_Document extract:_
=== Section Start ===

Democrats lack the tools they need to fight inflation

The writer is a senior fellow at Brown University and global chief economist at Kroll

America’s Democrats have a problem. They face midterm elections in November with inflation outstripping wage growth, which means standards of living are falling. But there’s very little any president or political party can do about it.

Inflation is impossible for voters to miss, with consumer prices up 9.1 per cent in June over the past year. According to a Morning Consult survey, more than half of voters blame the policies of President Joe Biden, who has made tackling inflation his top economic priority.

Another Morning Consult poll shows that a larger percentage of voters think the president has a lot of control over managing inflation; more than the Federal Reserve (whose official mandate includes price stability), Congress or large companies.

It is no wonder the president has declared inflation “the bane of our existence”. There are some fiscal policies the government could implement to cool inflation, but they would only chip away at prices on the margins — more virtue signalling than actual impact.

=== Section End ===

_Extracted material:_

=== Section Start ===

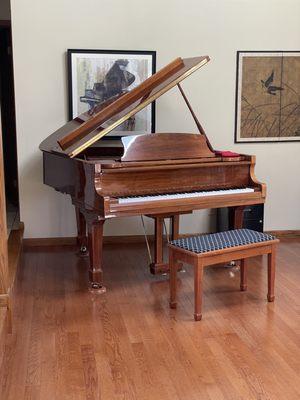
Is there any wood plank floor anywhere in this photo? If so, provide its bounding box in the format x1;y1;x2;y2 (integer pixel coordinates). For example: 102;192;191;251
0;239;300;400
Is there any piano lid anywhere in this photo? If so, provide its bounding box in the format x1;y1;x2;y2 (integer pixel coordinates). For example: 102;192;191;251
40;56;209;158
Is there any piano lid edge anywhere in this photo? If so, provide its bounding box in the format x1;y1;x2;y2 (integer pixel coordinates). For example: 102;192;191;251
65;55;210;158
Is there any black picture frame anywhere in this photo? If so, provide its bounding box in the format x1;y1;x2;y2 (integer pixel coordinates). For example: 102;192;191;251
234;50;300;144
67;49;156;139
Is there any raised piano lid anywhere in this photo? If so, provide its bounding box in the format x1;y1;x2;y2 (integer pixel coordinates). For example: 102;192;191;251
40;56;209;158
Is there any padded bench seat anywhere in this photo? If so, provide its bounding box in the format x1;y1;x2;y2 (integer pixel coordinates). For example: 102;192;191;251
169;229;279;321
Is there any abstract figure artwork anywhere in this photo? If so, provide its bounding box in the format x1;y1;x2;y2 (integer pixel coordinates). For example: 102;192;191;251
235;51;300;142
68;50;156;137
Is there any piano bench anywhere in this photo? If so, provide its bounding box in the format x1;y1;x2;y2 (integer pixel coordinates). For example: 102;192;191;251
169;229;279;321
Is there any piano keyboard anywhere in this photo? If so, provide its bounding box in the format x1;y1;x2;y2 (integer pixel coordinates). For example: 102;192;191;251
118;188;254;204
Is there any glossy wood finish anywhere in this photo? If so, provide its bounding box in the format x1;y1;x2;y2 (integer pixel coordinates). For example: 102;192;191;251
0;239;300;400
87;218;106;293
40;56;209;158
148;214;181;275
121;133;216;162
168;239;279;321
58;58;184;150
0;121;11;328
75;207;88;255
40;146;265;286
40;56;265;286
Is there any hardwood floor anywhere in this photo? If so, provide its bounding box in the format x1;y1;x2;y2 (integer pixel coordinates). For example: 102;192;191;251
0;239;300;400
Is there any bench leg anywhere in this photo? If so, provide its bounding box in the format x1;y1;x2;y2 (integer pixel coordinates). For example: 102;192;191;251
268;246;276;302
169;248;177;308
240;258;247;292
194;259;203;321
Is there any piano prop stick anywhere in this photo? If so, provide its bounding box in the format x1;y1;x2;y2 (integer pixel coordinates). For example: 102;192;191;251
58;58;184;150
40;56;266;293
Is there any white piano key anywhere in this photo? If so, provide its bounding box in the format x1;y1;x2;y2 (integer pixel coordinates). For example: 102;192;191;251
118;188;254;204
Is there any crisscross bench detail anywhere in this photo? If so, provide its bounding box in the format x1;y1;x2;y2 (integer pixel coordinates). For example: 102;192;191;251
169;229;279;321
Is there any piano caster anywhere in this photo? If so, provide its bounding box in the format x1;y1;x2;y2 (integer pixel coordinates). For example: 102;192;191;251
78;246;89;257
225;261;237;268
89;282;106;294
150;263;185;275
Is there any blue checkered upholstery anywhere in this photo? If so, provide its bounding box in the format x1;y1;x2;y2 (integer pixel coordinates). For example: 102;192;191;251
171;229;275;253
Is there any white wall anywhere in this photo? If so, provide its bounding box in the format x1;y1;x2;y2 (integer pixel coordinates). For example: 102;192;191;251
0;0;10;20
12;0;300;237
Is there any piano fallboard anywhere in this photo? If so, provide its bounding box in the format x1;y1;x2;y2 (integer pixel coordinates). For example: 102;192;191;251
104;189;265;218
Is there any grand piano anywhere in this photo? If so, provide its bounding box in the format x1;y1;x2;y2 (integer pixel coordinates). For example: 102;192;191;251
40;56;266;291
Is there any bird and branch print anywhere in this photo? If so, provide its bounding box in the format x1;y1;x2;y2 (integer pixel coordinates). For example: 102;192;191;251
236;52;300;142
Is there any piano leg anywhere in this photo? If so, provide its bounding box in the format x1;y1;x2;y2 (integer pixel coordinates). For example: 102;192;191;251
230;206;245;267
75;206;88;256
87;219;106;293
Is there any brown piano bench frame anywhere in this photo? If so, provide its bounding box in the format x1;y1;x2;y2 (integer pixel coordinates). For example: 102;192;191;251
168;233;279;321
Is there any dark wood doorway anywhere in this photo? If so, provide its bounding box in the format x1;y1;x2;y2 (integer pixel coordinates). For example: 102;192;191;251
0;20;19;236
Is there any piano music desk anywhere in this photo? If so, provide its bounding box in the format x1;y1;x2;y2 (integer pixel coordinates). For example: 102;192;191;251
169;229;279;321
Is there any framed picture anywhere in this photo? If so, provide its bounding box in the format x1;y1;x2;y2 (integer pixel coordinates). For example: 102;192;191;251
235;51;300;143
68;49;156;137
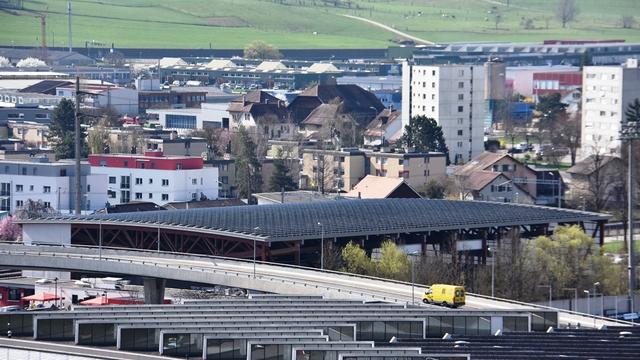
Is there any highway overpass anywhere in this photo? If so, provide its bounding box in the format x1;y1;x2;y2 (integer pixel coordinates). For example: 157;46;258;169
0;243;631;327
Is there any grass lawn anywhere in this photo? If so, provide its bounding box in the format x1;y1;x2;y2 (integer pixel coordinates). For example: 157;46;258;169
0;0;640;48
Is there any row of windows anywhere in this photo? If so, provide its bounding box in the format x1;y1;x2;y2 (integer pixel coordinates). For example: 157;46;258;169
587;74;616;80
109;176;172;189
166;114;196;129
107;190;171;203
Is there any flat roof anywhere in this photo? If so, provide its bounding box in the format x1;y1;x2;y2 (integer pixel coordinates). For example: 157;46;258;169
20;199;610;242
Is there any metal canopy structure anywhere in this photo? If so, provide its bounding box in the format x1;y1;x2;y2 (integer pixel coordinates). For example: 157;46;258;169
22;199;609;243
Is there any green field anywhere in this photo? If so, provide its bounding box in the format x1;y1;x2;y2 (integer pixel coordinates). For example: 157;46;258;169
0;0;640;48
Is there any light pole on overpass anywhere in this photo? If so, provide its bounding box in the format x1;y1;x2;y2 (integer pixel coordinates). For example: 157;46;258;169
538;284;553;307
620;116;640;313
489;248;498;297
318;221;324;270
253;226;260;279
407;252;420;305
562;288;578;311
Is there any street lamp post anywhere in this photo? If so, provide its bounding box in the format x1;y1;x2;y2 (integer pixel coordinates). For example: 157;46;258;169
620;117;640;312
593;281;604;317
407;253;417;305
53;277;58;307
489;248;498;297
562;288;578;311
582;290;591;315
538;284;553;307
318;221;324;270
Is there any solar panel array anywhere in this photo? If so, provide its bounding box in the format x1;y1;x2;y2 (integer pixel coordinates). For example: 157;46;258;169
385;327;640;360
0;296;560;360
31;199;608;241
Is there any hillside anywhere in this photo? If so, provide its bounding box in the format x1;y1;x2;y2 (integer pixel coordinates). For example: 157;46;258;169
0;0;640;48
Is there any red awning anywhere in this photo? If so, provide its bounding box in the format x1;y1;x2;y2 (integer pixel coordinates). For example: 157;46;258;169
22;293;64;302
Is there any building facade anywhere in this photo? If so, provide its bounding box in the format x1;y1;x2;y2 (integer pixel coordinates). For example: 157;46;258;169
402;63;485;163
580;59;640;158
0;158;107;213
300;148;446;191
89;152;218;205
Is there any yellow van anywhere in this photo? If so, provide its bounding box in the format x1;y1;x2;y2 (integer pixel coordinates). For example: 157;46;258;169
422;284;464;308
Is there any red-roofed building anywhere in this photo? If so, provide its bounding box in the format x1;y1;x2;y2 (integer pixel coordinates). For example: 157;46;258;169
89;152;218;205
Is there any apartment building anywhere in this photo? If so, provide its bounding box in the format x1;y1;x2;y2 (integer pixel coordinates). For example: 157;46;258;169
402;62;486;163
300;148;446;191
89;152;218;205
580;59;640;158
0;158;107;213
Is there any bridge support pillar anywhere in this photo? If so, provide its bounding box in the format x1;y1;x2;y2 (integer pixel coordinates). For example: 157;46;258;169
144;278;167;304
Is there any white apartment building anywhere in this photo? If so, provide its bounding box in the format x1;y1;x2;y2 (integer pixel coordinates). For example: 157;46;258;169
402;62;485;163
580;59;640;158
0;158;107;213
89;152;218;205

=== Section End ===

_Task instructions:_
**1)** According to the opinion piece on inflation, how much were consumer prices up in June over the past year?
**2)** Please continue the opinion piece on inflation from its last sentence.
The rows come from a separate source.

_Results of the tasks:_
**1)** 9.1 percent.

**2)**
The claim that Biden’s 2021 fiscal stimulus overheated the economy and drove prices up isn’t quite right. A San Francisco Fed study found about half the inflationary surge came from supply factors: supply chain problems, China’s Covid lockdowns and Russia’s war on Ukraine. Only about a third came from increased demand. Even if the stimulus did stoke inflation, it is being unwound this year. The US is undergoing the second largest fiscal retrenchment in its history, which will cool demand.

But with US petrol pump prices up more than 40 per cent over the past year and food prices more than 10 per cent, voters haven’t yet noticed. Energy prices are responsible for roughly half the surge in US inflation, yet no president could have the tools to bring them down by election day. The April White House announcement that it would release over 1mn barrels of oil a day from the Strategic Petroleum Reserve stabilised prices for a time. But the International Energy Agency estimates that replaces only about a third of the supply lost to the Ukraine war.

The administration is also urging other producers to ramp up supply. Biden sent senior officials to visit Venezuelan leader Nicolás Maduro, and is reportedly considering easing sanctions on the country in exchange for oil. Biden then went to Saudi Arabia for discussions with Crown Prince Mohammed bin Salman, the kingdom’s day-to-day ruler. He left without a public Saudi commitment to increase production.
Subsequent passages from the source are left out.